Provided data:
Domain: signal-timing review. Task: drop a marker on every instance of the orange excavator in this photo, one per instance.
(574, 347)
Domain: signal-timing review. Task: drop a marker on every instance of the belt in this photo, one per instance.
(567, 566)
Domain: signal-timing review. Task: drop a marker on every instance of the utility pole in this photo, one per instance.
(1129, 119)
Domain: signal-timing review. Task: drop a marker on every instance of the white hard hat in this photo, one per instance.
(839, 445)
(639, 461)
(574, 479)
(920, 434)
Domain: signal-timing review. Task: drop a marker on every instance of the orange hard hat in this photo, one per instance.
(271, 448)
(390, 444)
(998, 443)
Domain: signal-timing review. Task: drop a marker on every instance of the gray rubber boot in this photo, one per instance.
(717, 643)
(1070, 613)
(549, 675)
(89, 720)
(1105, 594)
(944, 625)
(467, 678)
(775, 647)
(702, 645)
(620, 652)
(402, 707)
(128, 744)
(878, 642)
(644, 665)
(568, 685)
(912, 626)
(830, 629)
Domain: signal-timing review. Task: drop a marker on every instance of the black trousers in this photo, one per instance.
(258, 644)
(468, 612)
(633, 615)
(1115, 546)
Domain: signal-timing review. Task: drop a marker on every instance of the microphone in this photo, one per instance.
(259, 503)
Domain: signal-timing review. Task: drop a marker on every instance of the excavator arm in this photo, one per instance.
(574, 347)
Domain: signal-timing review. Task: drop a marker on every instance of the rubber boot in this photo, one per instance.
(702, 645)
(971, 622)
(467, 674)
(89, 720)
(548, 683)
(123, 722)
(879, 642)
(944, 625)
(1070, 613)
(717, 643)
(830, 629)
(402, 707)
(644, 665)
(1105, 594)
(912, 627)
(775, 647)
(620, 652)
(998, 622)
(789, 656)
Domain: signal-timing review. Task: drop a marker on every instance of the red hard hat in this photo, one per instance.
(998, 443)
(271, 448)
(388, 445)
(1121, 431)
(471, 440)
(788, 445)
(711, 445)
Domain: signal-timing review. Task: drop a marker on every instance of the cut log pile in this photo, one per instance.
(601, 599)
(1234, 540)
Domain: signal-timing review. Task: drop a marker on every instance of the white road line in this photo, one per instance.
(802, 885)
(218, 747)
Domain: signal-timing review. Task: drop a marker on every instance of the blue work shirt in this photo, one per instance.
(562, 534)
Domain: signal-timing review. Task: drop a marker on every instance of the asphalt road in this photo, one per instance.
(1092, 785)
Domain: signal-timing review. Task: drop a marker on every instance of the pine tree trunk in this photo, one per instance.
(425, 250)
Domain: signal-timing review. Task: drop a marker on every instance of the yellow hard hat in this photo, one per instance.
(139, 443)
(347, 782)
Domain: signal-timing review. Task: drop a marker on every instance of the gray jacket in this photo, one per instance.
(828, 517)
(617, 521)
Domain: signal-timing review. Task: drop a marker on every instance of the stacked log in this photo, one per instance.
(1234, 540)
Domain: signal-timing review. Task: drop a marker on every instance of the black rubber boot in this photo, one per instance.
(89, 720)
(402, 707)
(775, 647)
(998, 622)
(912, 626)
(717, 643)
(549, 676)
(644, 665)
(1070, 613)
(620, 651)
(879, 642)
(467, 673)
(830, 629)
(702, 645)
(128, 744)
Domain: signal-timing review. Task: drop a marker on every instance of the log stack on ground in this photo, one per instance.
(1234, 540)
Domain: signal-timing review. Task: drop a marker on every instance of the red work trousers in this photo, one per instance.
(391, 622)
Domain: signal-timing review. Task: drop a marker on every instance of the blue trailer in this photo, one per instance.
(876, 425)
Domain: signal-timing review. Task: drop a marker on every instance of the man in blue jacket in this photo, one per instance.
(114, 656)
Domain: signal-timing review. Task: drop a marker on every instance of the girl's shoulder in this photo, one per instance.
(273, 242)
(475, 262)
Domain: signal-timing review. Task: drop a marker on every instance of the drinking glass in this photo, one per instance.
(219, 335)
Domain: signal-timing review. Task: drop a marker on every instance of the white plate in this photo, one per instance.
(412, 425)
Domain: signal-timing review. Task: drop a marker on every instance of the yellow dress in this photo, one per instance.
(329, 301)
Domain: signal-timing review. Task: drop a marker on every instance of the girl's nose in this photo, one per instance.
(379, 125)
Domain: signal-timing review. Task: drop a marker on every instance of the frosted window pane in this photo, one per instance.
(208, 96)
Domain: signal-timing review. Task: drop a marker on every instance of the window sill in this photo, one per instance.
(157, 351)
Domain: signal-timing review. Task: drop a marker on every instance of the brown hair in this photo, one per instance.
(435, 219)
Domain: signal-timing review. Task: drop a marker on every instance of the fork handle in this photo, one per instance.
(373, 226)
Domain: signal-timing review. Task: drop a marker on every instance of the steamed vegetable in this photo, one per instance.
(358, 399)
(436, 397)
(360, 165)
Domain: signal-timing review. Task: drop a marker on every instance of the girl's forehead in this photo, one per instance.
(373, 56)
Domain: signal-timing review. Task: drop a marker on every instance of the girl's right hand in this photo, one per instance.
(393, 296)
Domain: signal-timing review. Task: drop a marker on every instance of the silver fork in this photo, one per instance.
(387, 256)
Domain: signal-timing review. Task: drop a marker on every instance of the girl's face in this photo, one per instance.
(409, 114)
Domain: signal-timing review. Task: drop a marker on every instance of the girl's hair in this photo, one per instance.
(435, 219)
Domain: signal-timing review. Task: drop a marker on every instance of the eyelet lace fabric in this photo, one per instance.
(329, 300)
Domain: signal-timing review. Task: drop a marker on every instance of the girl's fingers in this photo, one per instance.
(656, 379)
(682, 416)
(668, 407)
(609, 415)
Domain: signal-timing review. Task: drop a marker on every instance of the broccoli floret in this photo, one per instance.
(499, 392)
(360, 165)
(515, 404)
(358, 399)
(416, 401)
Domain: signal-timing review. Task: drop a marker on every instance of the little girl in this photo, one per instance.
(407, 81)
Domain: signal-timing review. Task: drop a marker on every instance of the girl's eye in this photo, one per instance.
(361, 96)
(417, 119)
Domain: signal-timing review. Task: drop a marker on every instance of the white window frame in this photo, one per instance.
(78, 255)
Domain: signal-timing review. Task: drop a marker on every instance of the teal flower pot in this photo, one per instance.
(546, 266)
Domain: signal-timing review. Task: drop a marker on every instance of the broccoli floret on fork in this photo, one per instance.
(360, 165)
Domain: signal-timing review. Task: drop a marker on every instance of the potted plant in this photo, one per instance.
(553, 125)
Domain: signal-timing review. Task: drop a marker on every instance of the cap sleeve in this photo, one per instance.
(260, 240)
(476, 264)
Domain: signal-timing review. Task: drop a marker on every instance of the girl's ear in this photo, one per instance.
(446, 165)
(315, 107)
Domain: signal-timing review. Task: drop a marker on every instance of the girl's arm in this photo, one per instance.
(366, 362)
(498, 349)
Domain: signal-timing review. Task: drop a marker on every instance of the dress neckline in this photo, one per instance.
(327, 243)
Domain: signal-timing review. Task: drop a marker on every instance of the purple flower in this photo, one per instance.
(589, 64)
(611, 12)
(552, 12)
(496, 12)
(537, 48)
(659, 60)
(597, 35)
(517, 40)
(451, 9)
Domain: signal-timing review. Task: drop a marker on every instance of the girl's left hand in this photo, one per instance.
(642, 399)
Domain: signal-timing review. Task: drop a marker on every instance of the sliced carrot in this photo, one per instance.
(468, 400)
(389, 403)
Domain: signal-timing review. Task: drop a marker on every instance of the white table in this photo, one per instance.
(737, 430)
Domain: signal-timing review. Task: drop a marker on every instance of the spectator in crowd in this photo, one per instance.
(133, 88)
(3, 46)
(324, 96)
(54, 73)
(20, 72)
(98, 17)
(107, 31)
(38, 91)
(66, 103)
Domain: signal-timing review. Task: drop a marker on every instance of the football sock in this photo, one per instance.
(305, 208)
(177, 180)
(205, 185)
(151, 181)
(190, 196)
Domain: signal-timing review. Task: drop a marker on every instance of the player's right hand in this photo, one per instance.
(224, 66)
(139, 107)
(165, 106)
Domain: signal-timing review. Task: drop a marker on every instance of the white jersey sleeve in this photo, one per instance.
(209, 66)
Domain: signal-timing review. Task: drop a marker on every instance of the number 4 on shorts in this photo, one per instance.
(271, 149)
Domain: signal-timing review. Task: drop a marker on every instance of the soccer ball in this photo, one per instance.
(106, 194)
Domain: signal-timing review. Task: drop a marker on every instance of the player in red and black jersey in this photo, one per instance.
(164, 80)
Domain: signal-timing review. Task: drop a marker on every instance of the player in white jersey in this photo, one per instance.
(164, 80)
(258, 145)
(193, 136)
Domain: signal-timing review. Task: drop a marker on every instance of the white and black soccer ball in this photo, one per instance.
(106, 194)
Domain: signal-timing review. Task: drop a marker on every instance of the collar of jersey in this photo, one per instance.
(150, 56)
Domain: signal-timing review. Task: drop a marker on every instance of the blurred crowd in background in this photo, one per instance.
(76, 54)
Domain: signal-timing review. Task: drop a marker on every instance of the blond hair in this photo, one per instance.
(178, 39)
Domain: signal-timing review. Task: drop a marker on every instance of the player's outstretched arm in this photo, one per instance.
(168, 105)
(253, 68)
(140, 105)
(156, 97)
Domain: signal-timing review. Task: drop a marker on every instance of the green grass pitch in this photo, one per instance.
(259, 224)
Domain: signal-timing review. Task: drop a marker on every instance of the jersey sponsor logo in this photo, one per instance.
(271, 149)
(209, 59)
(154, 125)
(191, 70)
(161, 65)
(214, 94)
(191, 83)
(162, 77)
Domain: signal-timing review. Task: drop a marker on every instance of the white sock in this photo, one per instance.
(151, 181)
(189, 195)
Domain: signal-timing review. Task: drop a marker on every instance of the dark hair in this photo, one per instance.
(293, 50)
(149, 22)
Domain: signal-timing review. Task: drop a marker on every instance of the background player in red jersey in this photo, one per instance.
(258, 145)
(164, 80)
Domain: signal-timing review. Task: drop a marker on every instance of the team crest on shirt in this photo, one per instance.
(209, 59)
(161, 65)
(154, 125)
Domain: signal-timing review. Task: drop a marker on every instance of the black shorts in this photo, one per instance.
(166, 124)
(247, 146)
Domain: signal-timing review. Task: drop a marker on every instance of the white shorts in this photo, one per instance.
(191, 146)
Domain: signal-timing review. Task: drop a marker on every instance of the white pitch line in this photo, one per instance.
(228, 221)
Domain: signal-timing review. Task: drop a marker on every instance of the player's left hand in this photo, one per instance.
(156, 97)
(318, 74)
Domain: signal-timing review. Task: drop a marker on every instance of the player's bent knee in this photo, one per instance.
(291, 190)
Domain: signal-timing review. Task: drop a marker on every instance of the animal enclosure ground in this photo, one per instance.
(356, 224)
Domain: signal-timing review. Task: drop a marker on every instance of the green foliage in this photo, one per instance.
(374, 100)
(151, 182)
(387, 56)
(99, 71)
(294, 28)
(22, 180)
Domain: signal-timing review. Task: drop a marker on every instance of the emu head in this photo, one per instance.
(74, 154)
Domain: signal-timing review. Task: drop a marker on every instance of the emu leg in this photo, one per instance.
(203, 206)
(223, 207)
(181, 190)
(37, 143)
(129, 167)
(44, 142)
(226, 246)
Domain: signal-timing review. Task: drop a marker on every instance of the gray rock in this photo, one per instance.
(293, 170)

Task prompt:
Exact repetition is required for the lines from the one that contains "enclosure ground in this photo, one per instance." through the final line; leave out everything else.

Answer for the task:
Domain: signal-timing review. Task: drop a marker on every instance of the animal enclosure ground in this photo, one per instance.
(356, 224)
Domain: signal-timing review. Task: drop a marker on every instance of the green foliage in this photo, one per instance.
(374, 100)
(151, 182)
(387, 56)
(99, 71)
(294, 28)
(22, 180)
Domain: signal-timing review. Task: drop a marker on every instance of the emu head in this photo, one per instance.
(74, 154)
Domain: signal-timing review. Task: drop a marker on every instance of the emu leg in this photo, one per instance.
(203, 206)
(223, 207)
(181, 190)
(37, 143)
(129, 167)
(44, 142)
(226, 246)
Domain: signal-timing review. Task: drop a marker on every instance of the gray rock in this photo, one per instance.
(293, 170)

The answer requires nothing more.